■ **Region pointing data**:
/---

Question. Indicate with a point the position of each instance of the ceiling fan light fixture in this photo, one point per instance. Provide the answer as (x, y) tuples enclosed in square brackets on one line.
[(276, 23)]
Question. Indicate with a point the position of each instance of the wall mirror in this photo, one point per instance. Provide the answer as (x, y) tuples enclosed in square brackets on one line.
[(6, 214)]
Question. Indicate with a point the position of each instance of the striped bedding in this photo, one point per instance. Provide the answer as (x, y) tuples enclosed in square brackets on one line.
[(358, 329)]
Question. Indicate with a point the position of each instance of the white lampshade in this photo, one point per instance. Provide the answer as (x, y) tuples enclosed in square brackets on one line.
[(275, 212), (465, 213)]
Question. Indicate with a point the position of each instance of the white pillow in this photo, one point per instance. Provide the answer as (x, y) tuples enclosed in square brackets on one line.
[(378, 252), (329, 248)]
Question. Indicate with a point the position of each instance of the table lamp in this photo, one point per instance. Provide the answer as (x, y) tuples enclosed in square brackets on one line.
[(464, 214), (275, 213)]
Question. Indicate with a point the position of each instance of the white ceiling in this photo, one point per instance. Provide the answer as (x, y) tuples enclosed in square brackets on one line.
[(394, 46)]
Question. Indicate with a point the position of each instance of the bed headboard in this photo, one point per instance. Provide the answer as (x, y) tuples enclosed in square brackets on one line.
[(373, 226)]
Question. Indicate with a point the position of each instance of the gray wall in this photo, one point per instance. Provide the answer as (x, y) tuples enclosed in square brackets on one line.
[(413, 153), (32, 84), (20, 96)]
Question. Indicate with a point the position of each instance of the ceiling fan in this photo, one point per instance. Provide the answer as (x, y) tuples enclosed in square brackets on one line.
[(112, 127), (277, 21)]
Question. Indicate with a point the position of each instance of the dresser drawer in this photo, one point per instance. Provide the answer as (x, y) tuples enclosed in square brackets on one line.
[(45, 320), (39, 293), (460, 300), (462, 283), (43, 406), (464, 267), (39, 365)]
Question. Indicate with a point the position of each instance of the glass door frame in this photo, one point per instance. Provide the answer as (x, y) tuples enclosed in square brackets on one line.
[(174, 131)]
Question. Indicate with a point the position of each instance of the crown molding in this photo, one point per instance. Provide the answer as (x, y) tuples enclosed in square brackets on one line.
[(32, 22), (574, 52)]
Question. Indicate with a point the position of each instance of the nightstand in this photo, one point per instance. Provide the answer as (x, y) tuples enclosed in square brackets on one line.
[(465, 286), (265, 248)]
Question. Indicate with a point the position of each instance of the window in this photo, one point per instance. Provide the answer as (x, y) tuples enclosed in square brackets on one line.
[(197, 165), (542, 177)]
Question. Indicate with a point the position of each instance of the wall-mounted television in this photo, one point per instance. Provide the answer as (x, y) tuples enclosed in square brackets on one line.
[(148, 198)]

\---
/---

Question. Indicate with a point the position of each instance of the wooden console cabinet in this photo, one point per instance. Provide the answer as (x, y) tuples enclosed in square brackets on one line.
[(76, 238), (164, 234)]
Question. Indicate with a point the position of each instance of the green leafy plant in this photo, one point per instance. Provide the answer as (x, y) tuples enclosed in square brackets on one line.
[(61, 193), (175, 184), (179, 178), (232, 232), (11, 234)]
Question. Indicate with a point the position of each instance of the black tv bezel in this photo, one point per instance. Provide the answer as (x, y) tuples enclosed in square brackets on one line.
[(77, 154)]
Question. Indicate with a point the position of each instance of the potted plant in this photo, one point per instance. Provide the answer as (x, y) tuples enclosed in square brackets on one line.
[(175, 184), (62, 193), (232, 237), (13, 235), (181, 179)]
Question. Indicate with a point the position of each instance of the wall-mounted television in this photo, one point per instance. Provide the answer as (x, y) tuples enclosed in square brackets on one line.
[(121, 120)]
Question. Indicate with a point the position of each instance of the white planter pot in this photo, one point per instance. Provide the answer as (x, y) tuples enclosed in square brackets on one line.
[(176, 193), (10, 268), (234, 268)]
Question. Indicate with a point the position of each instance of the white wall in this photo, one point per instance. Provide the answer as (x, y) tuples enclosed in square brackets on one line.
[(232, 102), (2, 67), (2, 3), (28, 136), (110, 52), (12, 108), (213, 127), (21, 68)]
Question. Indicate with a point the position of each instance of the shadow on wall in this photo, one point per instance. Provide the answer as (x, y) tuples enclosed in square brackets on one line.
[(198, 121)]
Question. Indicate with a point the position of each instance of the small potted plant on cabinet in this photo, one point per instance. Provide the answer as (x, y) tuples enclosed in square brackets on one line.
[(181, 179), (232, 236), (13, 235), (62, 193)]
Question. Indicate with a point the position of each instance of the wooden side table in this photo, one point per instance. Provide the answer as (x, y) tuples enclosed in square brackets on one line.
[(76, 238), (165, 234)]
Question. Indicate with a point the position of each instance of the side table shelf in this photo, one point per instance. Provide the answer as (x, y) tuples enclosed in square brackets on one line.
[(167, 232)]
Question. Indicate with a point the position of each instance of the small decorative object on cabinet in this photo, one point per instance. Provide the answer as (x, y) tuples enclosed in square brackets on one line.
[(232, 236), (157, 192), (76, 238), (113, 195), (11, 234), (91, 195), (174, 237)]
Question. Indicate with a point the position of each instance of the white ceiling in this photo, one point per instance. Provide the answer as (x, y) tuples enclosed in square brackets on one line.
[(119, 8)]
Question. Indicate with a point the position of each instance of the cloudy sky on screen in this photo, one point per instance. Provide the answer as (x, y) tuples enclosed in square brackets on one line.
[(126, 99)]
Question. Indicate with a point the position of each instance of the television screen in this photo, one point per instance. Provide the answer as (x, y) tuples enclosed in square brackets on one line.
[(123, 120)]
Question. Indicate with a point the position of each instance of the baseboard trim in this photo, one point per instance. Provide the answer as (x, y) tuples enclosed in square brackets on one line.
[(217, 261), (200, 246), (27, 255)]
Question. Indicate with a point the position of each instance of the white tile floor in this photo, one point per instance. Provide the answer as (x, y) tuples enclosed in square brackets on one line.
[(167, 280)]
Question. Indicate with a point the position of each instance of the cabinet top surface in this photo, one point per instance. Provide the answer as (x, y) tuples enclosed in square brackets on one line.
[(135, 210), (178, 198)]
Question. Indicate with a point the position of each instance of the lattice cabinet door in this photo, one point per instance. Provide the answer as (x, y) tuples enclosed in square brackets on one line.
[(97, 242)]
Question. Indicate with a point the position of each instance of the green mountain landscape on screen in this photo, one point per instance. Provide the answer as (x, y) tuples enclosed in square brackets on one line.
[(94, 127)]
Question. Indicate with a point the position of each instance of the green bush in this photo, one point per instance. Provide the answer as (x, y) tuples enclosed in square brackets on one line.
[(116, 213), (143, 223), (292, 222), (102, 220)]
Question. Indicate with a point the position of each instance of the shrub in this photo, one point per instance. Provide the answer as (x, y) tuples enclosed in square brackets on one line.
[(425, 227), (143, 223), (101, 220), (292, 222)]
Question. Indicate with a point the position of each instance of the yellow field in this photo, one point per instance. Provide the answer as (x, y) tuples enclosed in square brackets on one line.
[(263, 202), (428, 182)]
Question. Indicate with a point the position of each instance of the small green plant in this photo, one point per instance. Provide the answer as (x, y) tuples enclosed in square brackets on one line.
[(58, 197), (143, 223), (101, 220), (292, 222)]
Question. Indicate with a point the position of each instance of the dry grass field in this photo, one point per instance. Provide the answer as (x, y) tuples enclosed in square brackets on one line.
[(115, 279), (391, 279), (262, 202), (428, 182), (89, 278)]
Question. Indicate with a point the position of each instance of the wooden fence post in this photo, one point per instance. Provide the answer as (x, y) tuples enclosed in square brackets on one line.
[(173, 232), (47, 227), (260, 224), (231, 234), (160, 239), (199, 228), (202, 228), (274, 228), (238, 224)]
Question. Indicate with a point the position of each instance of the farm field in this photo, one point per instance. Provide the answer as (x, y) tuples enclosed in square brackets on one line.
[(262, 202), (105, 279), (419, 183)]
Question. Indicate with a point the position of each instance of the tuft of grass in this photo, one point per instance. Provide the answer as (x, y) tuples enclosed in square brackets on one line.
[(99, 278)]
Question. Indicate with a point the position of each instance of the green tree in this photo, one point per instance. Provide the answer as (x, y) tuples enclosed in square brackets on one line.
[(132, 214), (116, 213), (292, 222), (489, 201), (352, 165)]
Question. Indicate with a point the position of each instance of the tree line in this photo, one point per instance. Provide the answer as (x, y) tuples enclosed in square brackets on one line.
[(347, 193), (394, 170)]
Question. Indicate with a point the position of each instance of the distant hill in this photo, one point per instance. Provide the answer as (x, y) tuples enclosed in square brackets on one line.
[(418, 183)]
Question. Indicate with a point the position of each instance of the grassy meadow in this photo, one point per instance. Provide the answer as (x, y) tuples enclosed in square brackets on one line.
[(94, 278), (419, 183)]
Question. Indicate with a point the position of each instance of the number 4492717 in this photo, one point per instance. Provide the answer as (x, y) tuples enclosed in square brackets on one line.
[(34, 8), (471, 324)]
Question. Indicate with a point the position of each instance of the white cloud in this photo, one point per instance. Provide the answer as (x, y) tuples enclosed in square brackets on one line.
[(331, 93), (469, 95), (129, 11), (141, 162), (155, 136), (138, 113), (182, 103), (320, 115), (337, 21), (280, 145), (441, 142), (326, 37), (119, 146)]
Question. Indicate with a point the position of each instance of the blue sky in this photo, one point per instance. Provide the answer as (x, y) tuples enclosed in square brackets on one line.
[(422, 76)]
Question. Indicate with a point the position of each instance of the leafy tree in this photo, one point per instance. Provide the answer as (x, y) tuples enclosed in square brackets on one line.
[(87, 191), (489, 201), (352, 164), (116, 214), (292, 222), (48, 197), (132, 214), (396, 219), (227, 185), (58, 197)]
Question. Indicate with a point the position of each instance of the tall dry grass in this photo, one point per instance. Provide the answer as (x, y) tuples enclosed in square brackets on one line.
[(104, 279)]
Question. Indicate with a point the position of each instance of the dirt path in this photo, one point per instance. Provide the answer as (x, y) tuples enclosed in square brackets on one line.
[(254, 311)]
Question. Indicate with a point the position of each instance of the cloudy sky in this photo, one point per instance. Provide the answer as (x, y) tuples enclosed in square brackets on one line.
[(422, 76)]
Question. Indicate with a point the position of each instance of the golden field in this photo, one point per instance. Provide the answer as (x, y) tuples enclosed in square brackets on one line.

\---

■ **Task directions**: What you give back should be only the lines of the records above, starting at the line with "of the dirt" and ending at the line with "of the golden", restated word for word.

■ **Answer box**:
Question. Indicate with a point the position of each instance of the dirt path in this photo, one point per instance. Provide the answer as (x, y) tuples enclosed in square brackets on one line.
[(254, 311)]
Question. Indicate with a point the position of each instance of the cloudy sky in this photo, one point per instance. Provide the answer as (x, y) tuples enclosed in square brackets on one line.
[(422, 76)]
Question. Indicate with a point the position of each instance of the golden field in this photo, one point per instance. Provide the answer as (x, y) tuples enclosed in square brackets on one line.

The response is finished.